- **Task inputs**
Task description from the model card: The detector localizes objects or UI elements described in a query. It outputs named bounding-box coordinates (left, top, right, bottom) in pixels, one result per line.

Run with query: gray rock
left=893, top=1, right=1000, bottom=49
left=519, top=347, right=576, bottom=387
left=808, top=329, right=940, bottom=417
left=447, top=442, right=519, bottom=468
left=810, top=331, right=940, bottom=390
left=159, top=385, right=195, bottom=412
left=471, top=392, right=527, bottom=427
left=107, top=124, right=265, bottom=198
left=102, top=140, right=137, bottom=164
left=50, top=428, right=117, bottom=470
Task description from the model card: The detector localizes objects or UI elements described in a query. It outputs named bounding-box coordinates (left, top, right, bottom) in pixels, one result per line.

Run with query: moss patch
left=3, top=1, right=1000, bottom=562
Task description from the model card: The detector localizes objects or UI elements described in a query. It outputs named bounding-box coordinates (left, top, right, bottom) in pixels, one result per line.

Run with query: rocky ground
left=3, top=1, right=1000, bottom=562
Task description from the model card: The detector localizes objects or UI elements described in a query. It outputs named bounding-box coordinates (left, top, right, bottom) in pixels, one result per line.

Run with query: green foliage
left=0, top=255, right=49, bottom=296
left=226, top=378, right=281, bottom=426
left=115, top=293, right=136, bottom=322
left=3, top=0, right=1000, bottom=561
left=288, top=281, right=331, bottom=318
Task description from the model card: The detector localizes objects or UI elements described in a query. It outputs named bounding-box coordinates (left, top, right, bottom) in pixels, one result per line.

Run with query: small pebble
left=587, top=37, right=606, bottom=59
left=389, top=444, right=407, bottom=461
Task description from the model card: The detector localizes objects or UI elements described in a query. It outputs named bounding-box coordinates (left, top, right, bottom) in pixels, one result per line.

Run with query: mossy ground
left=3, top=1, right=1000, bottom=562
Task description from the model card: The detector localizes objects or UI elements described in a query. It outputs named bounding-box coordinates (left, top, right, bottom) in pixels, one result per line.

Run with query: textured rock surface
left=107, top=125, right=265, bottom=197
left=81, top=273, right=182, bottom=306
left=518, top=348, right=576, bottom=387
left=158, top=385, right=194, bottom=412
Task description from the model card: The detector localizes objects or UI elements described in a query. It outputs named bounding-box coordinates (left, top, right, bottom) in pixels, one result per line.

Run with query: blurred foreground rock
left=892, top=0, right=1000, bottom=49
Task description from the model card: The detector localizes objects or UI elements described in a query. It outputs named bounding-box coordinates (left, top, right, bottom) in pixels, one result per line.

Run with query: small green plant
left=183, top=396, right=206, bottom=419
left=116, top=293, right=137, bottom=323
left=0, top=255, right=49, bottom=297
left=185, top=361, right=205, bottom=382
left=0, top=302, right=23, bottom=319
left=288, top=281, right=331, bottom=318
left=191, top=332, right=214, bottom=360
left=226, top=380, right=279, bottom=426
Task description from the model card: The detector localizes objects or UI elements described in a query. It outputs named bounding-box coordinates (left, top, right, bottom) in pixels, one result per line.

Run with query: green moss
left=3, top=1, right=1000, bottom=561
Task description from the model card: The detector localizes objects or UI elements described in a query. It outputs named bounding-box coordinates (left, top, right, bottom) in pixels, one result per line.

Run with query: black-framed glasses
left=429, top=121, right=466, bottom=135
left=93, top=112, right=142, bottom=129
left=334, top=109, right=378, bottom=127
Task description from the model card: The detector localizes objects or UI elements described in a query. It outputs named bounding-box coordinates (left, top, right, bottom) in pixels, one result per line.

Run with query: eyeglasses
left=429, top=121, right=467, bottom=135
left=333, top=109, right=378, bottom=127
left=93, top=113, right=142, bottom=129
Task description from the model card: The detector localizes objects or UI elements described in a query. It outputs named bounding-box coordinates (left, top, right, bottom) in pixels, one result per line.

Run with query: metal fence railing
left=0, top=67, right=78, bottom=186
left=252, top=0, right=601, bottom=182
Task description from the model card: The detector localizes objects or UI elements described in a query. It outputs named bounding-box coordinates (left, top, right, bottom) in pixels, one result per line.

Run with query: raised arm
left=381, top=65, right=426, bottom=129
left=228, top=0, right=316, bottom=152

- **What the exercise asks**
Each of the entries above needs to be given again exactly.

- **Response**
Task description from the model card: The detector localizes objects or UI elements described in a query. It outputs named bounding-box coordinates (left, top, right, bottom) in pixels, one result per line.

Run with query: gray rock
left=893, top=1, right=1000, bottom=49
left=519, top=347, right=576, bottom=387
left=808, top=329, right=940, bottom=417
left=447, top=442, right=519, bottom=468
left=810, top=331, right=940, bottom=390
left=159, top=385, right=195, bottom=412
left=471, top=392, right=527, bottom=427
left=107, top=124, right=265, bottom=198
left=102, top=140, right=137, bottom=164
left=50, top=428, right=117, bottom=470
Task description from the model card: The detector localizes objects or UI elements described in a query. It outputs named bounding-box coordinates (left, top, right, bottom) in pixels, one result per line.

Run with query: moss patch
left=3, top=1, right=1000, bottom=562
Task description from the model card: The detector localizes objects or UI elements described in a query. It outputs named bounding-box coordinates (left, top, right, bottom) in pixels, one result per line.

Run with query: rocky ground
left=3, top=1, right=1000, bottom=562
Task description from the model card: The detector localizes objects or UI elements described in a query. It outputs named bounding-box coordinates (left, top, right, bottom) in pixels, one result per line.

Run with query: green foliage
left=0, top=255, right=49, bottom=296
left=226, top=378, right=281, bottom=426
left=115, top=293, right=136, bottom=322
left=3, top=0, right=1000, bottom=561
left=288, top=281, right=331, bottom=318
Task description from the model card: The detector localizes objects or UI elements described in a query. It outputs named bounding-box coordinates (left, top, right, bottom) in pixels, one result per line.

Run with query: small pebble
left=587, top=37, right=606, bottom=59
left=389, top=444, right=407, bottom=461
Task description from the model card: The detector localizes objects or UI elements described in a query. It outputs named bounding-box coordinates (left, top, right, bottom) in pixels, one result per line.

Run with query: mossy ground
left=3, top=1, right=1000, bottom=562
Task description from the model card: The detector localizes objects or UI elements described in a query. It outputs named bounding-box coordinates (left, top, right, bottom) in pixels, one result per line.

Run with query: textured rock surface
left=107, top=125, right=265, bottom=197
left=81, top=273, right=182, bottom=306
left=518, top=348, right=576, bottom=387
left=158, top=385, right=194, bottom=412
Task description from the model card: The detector localizes objects or UI elements described in a query. It outputs named bounding-box coordinates (left, top, right, bottom) in pixels, one result per line.

Run with query: blurred foreground rock
left=892, top=0, right=1000, bottom=49
Task description from the model card: The detector localizes objects or UI elements described in a query. It outputs named bounding-box coordinates (left, top, right, bottom) in pixels, one result per line.

Run with query: small green plant
left=183, top=396, right=206, bottom=419
left=116, top=293, right=137, bottom=323
left=0, top=255, right=49, bottom=297
left=185, top=361, right=205, bottom=382
left=0, top=302, right=23, bottom=319
left=288, top=281, right=331, bottom=318
left=191, top=332, right=214, bottom=360
left=226, top=380, right=279, bottom=426
Task description from the model card: The detector localizes objects or UI elements described in a query. It outputs named bounding-box coordinates (left, top, right, bottom) in pixels, one result per line.

Run with query: green moss
left=3, top=1, right=1000, bottom=561
Task description from the model card: The detector localizes objects or UI elements described in a query. It outputs named bounding-box coordinates (left, top, right, bottom) in pixels, one result per line.

Run with query: black-framed glasses
left=429, top=121, right=466, bottom=135
left=93, top=112, right=142, bottom=129
left=334, top=109, right=378, bottom=127
Task description from the model card: The detector localizes objects or UI elements described in a query. It outputs named bounding-box coordinates (left, top, right, bottom) in pixels, one result per line.

Run with query: eyeglasses
left=429, top=121, right=467, bottom=135
left=333, top=109, right=378, bottom=127
left=93, top=113, right=142, bottom=129
Task description from the model card: The detector localizes objects or UI elements described in a query. It outputs named bounding-box coordinates (left, top, right, bottom) in pixels, one result per line.

Run with query: metal fence railing
left=0, top=67, right=78, bottom=186
left=252, top=0, right=601, bottom=182
Task description from the model card: The detector localizes objects or UI elements described in a query. It outputs named bounding-box coordinates (left, top, right, bottom) in pixels, one result per line.

Run with query: raised arm
left=381, top=65, right=426, bottom=129
left=228, top=0, right=316, bottom=152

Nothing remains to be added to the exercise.